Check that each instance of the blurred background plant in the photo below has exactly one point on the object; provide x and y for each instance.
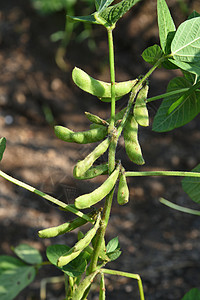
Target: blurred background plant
(71, 7)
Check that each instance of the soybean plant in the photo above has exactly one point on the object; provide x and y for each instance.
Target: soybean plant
(86, 260)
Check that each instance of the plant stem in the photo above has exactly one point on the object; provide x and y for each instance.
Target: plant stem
(46, 196)
(162, 173)
(130, 275)
(112, 147)
(111, 157)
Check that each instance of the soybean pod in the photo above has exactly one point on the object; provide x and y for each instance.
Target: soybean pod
(83, 286)
(79, 246)
(140, 110)
(83, 165)
(100, 88)
(97, 195)
(102, 290)
(96, 119)
(93, 172)
(83, 137)
(63, 228)
(132, 145)
(123, 190)
(118, 117)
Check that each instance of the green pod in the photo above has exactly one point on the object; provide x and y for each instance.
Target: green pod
(83, 137)
(83, 286)
(63, 228)
(118, 117)
(97, 195)
(100, 88)
(140, 110)
(93, 172)
(132, 145)
(79, 246)
(2, 147)
(102, 290)
(123, 190)
(83, 165)
(96, 119)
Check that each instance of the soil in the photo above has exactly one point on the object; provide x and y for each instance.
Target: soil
(160, 244)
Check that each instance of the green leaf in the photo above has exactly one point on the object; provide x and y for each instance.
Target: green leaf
(183, 114)
(193, 294)
(152, 54)
(104, 4)
(186, 43)
(193, 68)
(14, 280)
(97, 4)
(28, 254)
(194, 14)
(2, 147)
(74, 268)
(191, 186)
(87, 19)
(112, 245)
(113, 13)
(189, 76)
(9, 262)
(165, 24)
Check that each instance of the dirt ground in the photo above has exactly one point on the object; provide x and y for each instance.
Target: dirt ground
(158, 243)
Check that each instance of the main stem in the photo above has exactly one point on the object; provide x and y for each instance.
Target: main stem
(111, 157)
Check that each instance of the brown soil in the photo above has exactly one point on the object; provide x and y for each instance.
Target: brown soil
(158, 243)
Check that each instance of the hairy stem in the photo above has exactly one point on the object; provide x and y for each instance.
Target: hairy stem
(111, 157)
(162, 173)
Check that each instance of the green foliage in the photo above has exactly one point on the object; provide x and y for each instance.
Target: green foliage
(165, 24)
(181, 103)
(186, 47)
(152, 54)
(192, 186)
(181, 115)
(28, 254)
(75, 268)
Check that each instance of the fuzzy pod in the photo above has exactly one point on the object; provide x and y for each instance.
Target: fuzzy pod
(2, 147)
(102, 290)
(63, 228)
(82, 137)
(84, 165)
(132, 145)
(140, 110)
(87, 200)
(100, 88)
(93, 172)
(83, 286)
(96, 119)
(123, 190)
(118, 117)
(79, 246)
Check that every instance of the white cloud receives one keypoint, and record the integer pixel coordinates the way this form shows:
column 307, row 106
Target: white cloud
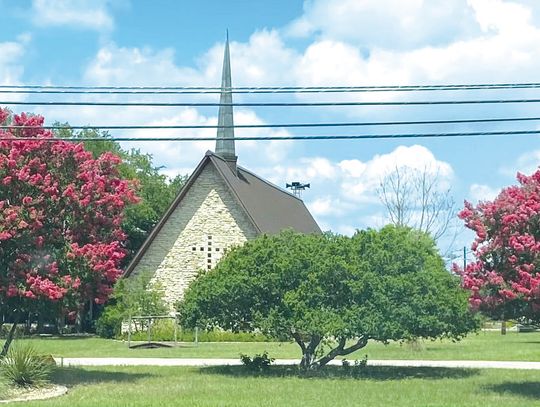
column 526, row 164
column 480, row 192
column 11, row 68
column 343, row 193
column 82, row 14
column 385, row 23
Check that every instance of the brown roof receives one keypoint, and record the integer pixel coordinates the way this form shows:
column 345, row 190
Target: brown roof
column 269, row 207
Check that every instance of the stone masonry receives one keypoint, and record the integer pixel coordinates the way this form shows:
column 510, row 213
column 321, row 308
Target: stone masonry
column 207, row 222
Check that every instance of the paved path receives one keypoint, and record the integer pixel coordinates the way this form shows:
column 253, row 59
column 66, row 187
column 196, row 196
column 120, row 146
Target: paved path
column 473, row 364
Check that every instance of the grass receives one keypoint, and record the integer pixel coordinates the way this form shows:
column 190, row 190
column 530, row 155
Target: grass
column 232, row 386
column 481, row 346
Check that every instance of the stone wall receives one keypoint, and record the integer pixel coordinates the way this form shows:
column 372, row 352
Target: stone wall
column 206, row 223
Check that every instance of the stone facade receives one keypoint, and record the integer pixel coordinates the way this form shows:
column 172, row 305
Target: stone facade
column 208, row 221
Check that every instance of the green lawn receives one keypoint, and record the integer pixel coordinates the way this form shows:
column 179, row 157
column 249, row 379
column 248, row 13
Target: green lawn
column 482, row 346
column 229, row 386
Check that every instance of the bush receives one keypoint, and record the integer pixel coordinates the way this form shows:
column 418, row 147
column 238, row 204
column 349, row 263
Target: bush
column 109, row 323
column 163, row 330
column 19, row 331
column 355, row 369
column 23, row 367
column 257, row 363
column 133, row 296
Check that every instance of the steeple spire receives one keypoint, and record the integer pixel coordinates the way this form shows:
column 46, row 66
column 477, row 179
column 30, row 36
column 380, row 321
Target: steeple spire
column 225, row 133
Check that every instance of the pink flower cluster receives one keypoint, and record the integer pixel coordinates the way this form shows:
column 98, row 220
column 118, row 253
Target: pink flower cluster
column 61, row 212
column 507, row 247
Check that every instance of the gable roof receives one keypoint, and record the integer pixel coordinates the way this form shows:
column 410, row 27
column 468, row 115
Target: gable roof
column 269, row 207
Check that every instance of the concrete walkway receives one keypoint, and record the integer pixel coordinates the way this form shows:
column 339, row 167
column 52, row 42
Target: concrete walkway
column 471, row 364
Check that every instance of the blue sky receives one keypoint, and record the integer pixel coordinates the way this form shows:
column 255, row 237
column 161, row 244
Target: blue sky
column 311, row 43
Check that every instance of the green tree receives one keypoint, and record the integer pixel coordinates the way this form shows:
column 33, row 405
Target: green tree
column 156, row 191
column 332, row 294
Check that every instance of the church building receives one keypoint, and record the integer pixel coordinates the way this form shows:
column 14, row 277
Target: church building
column 222, row 205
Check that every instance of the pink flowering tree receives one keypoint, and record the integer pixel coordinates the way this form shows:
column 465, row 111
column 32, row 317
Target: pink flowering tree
column 61, row 211
column 504, row 280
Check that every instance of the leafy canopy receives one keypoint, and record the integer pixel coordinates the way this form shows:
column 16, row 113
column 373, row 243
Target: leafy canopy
column 324, row 291
column 155, row 190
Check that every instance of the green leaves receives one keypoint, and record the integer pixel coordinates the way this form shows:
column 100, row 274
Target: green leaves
column 384, row 285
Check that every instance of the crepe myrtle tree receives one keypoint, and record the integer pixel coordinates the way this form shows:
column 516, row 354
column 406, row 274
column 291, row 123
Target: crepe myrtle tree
column 61, row 210
column 332, row 294
column 504, row 280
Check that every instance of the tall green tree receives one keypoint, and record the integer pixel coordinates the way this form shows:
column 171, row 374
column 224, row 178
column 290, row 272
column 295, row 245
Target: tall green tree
column 332, row 294
column 156, row 190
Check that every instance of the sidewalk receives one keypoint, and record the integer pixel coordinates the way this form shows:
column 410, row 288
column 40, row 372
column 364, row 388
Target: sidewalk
column 471, row 364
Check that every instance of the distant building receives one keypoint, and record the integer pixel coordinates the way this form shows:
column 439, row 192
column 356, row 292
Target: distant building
column 222, row 205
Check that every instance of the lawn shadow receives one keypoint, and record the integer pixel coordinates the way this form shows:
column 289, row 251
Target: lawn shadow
column 71, row 376
column 379, row 373
column 527, row 389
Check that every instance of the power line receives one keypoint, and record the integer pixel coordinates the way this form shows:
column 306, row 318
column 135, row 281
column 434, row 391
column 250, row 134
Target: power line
column 272, row 104
column 282, row 125
column 259, row 89
column 254, row 91
column 292, row 137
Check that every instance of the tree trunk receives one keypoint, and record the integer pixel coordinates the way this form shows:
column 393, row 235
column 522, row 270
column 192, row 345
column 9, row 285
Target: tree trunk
column 307, row 360
column 10, row 337
column 40, row 323
column 79, row 320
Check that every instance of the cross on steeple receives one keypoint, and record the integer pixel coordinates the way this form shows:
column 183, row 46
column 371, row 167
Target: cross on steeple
column 225, row 133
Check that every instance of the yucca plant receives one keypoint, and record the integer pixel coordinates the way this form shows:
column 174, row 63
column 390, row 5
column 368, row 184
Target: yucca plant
column 22, row 366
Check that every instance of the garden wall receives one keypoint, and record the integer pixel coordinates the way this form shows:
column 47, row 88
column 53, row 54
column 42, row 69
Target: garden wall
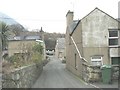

⁂

GIVEN TASK:
Copy out word for word the part of the listing above that opens with the line containing "Check that every instance of the garden" and runs to the end of the listing, leaving out the pictures.

RESULT BELOW:
Check that every instance of the garden wall receives one keypoint, and record the integer pixel coordinates the way this form shows:
column 47, row 88
column 53, row 54
column 42, row 69
Target: garden wall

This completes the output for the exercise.